TEKS EKSTRAKSI:
Sudah Produktifkah Aku (Sebagai Istri dan Ibu)?
Adakah diantara kita, para istri dan ibu yang masih bergelut
dengan pertanyaan, “sudah produktifkah saya?”
Atau masih ada kah yang merasa bahwa sejak menyandang peran
sebagai istri dan juga ibu, ia sudah tak produktif lagi sebagai seorang
perempuan?
Merasa bahwa waktu yang ia habiskan tidak memberi manfaat
sama sekali. Hanya berkutat pada dapur, sumur dan kasur?
Merasa bahwa ia tak lagi punya sesuatu, yang bisa memberinya
sedikit kebanggan?
Kalau semua ini ditanyakan ke umi, jawaban umi ; PERNAH.
Dimasa-masa sangat merasa lelah, pernah umi membenarkan
statement yang pernah dilayangkan ke umi ketika hendak menikah dulu.
“Langkah rani akan
terbatas....”
Namun Alhamdulillah, semakin tercerahkan setelah menonton siaran
IG-nya teteh Febrianti Almeera. Berikut rangkuman umi tentang materinya:
***
PRODUKTIFITAS
Apa itu produktif?

CUPLIKAN DATA:
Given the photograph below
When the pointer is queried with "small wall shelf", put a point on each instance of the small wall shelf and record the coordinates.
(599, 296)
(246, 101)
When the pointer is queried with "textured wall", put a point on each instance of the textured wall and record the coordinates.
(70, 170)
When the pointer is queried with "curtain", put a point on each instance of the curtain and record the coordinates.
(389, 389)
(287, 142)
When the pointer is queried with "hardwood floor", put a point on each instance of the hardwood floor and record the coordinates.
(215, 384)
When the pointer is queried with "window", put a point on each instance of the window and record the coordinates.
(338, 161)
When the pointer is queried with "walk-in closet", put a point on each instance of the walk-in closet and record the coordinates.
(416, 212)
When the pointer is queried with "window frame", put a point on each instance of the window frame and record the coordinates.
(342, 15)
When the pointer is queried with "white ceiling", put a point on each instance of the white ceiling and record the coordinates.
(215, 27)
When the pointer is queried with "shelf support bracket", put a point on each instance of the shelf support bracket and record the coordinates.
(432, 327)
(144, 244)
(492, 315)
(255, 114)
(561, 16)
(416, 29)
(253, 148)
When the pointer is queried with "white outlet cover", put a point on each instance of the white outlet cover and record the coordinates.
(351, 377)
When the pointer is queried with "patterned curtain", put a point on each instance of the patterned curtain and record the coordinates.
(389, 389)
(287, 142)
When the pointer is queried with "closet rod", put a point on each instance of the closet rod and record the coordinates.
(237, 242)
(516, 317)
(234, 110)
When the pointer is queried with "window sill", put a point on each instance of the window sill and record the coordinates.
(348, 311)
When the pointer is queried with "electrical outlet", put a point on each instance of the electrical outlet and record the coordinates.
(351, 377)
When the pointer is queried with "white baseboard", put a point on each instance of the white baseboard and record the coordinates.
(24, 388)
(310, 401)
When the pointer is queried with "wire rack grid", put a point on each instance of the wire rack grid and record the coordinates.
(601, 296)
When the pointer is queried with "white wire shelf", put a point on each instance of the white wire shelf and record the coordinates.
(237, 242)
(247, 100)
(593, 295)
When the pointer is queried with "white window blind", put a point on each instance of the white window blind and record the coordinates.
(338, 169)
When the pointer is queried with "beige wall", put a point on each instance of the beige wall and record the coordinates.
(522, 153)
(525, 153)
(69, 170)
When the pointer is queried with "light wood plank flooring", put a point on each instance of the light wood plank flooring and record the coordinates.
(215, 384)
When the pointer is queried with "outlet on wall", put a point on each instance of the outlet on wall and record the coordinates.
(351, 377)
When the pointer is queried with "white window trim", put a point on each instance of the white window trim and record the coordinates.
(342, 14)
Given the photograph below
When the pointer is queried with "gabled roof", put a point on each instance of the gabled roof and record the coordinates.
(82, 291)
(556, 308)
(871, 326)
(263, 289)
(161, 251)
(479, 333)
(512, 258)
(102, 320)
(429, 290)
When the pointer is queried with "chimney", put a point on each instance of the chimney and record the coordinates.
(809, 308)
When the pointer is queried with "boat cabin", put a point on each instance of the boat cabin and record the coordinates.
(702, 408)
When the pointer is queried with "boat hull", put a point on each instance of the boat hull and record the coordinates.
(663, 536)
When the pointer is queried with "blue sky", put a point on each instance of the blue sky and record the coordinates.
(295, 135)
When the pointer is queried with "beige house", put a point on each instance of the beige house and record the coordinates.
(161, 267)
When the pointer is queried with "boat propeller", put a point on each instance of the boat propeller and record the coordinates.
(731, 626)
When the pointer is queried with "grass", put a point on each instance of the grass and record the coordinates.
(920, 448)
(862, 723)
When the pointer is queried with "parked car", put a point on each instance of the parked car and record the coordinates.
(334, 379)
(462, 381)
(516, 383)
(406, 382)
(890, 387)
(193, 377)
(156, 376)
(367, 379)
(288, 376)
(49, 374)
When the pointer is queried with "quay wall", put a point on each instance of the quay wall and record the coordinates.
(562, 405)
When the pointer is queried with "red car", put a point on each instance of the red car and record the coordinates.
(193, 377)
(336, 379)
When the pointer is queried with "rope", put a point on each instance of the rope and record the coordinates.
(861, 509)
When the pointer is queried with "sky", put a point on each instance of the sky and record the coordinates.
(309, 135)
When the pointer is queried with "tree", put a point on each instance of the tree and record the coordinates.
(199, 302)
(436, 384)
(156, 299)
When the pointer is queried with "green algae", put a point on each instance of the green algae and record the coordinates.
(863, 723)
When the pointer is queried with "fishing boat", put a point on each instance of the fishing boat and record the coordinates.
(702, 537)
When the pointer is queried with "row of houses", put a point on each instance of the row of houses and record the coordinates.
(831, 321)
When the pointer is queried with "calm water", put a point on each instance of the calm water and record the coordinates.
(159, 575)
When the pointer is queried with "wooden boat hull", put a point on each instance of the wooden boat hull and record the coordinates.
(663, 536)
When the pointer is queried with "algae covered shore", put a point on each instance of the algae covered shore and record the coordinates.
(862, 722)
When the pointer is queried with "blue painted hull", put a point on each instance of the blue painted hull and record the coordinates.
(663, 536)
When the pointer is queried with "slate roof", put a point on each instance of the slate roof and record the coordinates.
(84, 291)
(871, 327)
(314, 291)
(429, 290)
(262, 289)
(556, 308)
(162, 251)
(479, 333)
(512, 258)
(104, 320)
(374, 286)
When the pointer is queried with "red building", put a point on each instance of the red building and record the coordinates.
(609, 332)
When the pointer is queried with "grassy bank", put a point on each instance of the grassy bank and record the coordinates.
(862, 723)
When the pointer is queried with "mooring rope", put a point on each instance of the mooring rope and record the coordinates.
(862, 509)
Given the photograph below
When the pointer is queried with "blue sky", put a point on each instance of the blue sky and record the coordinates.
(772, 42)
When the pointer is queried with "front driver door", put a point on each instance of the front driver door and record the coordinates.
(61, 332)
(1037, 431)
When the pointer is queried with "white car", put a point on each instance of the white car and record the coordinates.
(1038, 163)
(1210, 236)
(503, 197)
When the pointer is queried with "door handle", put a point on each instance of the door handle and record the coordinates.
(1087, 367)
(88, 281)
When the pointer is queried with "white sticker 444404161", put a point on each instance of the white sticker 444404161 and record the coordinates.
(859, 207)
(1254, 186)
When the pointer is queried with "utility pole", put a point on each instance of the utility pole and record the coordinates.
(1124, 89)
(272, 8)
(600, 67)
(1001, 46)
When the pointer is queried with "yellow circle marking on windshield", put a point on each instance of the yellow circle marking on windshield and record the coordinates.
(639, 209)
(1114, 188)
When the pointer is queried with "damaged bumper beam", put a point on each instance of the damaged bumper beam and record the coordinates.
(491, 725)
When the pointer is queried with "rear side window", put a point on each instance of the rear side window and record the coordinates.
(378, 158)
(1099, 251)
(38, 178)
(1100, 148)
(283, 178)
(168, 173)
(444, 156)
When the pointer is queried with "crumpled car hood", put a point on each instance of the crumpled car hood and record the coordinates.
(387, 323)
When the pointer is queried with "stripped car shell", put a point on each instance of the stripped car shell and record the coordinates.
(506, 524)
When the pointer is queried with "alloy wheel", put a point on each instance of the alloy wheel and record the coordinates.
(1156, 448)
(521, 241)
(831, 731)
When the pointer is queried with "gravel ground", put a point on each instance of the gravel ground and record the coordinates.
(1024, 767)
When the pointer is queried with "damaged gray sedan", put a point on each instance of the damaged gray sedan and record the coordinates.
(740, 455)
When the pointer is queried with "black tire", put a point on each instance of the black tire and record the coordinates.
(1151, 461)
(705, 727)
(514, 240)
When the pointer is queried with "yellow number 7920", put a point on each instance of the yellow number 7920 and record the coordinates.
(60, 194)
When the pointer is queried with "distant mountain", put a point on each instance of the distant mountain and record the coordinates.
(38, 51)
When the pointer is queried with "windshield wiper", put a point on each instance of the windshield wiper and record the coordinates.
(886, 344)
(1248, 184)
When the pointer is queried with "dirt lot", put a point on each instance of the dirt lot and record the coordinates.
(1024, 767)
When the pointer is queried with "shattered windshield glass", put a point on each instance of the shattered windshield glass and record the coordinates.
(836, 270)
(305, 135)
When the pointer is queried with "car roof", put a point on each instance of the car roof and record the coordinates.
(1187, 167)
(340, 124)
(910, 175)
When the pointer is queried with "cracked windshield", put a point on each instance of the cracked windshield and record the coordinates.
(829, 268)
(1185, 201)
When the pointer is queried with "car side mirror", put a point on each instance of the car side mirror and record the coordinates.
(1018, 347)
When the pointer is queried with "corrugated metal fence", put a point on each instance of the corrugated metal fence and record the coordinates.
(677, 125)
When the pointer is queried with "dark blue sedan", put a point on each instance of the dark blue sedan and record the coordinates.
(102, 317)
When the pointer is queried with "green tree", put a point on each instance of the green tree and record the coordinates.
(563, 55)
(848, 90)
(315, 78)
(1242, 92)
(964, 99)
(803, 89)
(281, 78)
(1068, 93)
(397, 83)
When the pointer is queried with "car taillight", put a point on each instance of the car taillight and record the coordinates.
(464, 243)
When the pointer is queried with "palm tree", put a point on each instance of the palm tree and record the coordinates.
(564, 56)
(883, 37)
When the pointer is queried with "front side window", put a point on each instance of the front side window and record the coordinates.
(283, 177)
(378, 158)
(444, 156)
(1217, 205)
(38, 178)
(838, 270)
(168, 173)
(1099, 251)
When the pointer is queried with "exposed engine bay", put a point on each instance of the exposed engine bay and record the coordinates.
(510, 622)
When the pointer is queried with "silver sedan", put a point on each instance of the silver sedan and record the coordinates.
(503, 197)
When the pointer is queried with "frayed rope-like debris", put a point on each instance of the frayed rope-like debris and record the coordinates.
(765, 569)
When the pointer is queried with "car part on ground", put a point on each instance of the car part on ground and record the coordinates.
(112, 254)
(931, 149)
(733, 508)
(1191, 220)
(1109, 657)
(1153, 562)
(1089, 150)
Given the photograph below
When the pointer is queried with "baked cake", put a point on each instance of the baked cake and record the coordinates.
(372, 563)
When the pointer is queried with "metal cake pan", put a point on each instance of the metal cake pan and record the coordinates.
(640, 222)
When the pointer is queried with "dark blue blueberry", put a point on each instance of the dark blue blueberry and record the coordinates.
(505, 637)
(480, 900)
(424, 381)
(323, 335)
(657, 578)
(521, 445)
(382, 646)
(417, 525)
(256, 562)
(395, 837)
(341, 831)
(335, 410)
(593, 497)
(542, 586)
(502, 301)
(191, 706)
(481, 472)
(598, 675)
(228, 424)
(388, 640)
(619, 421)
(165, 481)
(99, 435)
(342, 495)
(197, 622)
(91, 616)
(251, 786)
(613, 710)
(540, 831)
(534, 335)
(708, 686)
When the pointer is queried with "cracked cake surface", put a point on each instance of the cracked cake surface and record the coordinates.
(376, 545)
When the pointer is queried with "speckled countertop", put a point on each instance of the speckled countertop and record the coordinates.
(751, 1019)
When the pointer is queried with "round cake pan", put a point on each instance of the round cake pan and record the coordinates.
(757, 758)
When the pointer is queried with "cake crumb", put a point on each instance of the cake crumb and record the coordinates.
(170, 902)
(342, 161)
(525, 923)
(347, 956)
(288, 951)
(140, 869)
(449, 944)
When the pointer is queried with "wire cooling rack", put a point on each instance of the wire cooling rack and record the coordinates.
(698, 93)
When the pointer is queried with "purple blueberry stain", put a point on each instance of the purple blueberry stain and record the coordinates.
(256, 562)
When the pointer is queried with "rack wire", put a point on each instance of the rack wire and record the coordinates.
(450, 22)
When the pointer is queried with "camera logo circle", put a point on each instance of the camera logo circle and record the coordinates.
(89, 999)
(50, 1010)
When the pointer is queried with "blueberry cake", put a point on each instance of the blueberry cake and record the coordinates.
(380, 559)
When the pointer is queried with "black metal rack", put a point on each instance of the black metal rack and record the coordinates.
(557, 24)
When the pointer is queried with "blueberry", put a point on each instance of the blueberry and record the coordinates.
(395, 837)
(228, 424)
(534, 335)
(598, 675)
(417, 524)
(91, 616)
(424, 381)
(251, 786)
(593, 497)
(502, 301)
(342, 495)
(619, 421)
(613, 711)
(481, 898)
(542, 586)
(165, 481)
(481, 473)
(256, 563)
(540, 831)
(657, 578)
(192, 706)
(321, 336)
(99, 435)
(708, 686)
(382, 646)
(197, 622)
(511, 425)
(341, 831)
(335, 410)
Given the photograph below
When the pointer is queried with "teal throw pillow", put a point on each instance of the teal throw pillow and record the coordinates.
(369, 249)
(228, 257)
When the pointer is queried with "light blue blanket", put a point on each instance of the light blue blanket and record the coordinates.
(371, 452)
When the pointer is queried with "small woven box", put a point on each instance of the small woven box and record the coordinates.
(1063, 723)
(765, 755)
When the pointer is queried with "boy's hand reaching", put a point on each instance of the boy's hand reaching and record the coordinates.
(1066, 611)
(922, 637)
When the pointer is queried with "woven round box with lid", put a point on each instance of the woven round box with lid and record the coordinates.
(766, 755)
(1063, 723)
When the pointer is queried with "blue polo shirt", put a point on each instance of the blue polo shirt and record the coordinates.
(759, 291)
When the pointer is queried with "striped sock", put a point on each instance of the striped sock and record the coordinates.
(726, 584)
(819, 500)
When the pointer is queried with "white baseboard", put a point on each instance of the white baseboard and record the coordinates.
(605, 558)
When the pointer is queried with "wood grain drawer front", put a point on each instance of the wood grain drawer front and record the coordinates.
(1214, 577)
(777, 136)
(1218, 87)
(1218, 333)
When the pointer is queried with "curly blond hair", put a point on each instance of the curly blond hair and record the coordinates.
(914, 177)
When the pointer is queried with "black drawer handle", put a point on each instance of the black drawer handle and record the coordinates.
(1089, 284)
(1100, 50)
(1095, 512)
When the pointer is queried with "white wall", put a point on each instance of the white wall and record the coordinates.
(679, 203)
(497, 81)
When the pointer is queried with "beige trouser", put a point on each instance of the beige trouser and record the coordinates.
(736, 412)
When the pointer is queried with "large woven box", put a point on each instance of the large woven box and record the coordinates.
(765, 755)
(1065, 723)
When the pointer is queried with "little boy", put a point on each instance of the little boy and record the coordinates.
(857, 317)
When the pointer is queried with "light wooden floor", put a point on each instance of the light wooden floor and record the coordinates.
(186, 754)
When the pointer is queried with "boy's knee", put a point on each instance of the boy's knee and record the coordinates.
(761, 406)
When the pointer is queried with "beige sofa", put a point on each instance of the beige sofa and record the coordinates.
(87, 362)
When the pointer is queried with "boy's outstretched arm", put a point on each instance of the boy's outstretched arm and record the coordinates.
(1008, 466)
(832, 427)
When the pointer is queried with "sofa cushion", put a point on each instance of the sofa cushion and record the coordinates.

TUGAS DIKERJAKAN:
(A) Menurut teks tentang produktivitas istri dan ibu, siaran siapa yang membuat penulisnya merasa semakin tercerahkan?
(B) Terjemahkan kalimat berikut dari teks tentang produktivitas istri dan ibu ke dalam bahasa Inggris: "Merasa bahwa waktu yang ia habiskan tidak memberi manfaat sama sekali."
(C) Ambil bagian dari teks tentang produktivitas istri dan ibu tanpa mengubah apa pun: mulai dari kata-kata yang memuat "Atau masih ada" dan berhenti sesudah "sumur dan kasur?".

JAWABAN TERTULIS:
(A) Siaran IG teteh Febrianti Almeera.

(B) Feeling that the time she spends brings no benefit at all.

(C)
Atau masih ada kah yang merasa bahwa sejak menyandang peran
sebagai istri dan juga ibu, ia sudah tak produktif lagi sebagai seorang
perempuan?
Merasa bahwa waktu yang ia habiskan tidak memberi manfaat
sama sekali. Hanya berkutat pada dapur, sumur dan kasur?